● **TEXTO DE LA PÁGINA**
========
El volumen compila más de cien cartas y postales enviadas por Severo Sarduy, entre 1969 y 1993, a su amigo, el crítico Roberto González Echevarría. Cabe señalar que ese periodo fue el tiempo que duró la amistad entre los dos, ya que Sarduy murió en París el ocho de junio de 1993. Al epistolario se suma una entrevista, las décimas señeras que conforman el libro Corona de las frutas (colaboración de Sarduy con el pintor Ramón Alejandro), una pieza de teatro (Tanka) y una sección epilogar que resguarda el último aliento de una voz que supo reírse de la muerte, del poder, y de sí misma. En conjunto, este libro se convierte en archivo afectivo y literario de uno de los escritores más singulares del siglo XX: un archivo que no se limita a conservar, sino que trasmuta su contenido en acto de lectura donde el remitente –Sarduy– no se entrega, sino que se interpreta a sí mismo con humor, gravedad, máscara y exceso.
========
(Registros contenidos en un conjunto de datos)
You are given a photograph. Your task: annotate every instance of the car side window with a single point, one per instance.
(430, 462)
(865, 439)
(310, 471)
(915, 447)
========
● **EJERCICIO**
Según el texto de la página, responde:
(a) ¿Entre qué años envió Severo Sarduy las cartas y postales que reúne el volumen?
(b) ¿En qué ciudad murió Sarduy?
(c) ¿Con qué pintor colaboró Sarduy en el libro Corona de las frutas?
Responde basándote únicamente en el texto de la página, no en las entradas.

● **RESULTADO**
(a) Entre 1969 y 1993.
(b) En París.
(c) Con Ramón Alejandro.